How Will You Make a Difference in 2010?
What will you do to make a difference in your job this year?
This is a variation on a question that Michigan Radio is asking citizens about how to make things better in 2010. Since Michigan is at the epicenter of the Great Recession, there is no shortage of suggestions about what to do differently. The challenge is in what individuals will do to make a positive difference.
To me this question has relevance for leaders at every level, especially as we head into a new decade. And so I think it is worth asking, as you look at your job and the people for whom you are responsible, what will do you to make things better for them and for your organization?
What you suggest will depend upon your level of responsibility. A CEO may consider initiatives that transform the way the company does business. A middle manager may come up with process improvements to optimize departmental efficiency. Or, a front line supervisor may offer ideas for improving the way employees work with customers.
While the specifics of what you offer will depend upon role and responsibility, there are some things you can do to increase the likelihood that your suggestions are implemented.
Be imaginative. Leaders are responsible for encouraging their followers to think big. Fostering aspiration is a leader’s role and so as you consider what you want people to do differently, think in broad terms. The challenge is to encourage employees to think creatively and allow them to implement ideas that merit attention.
^^^^^^^^
= Work to complete =
According to the article on making a difference in 2010, why is there no shortage of suggestions in Michigan about what to do differently? Answer in one to three sentences.

= Supplied information =
^^^^^^^^
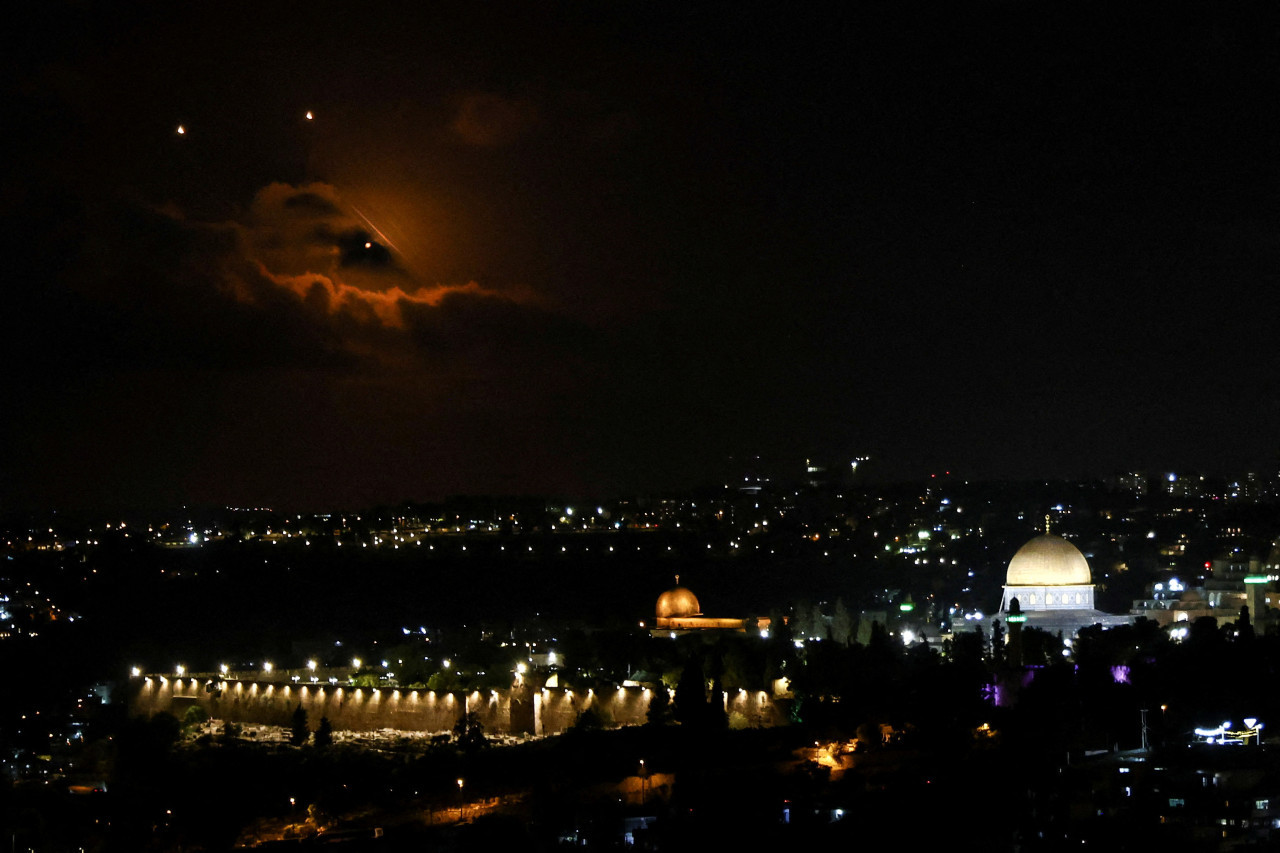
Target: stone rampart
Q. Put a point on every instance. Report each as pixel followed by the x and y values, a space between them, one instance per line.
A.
pixel 516 710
^^^^^^^^
= Worked solution =
There is no shortage of suggestions because Michigan is at the epicenter of the Great Recession.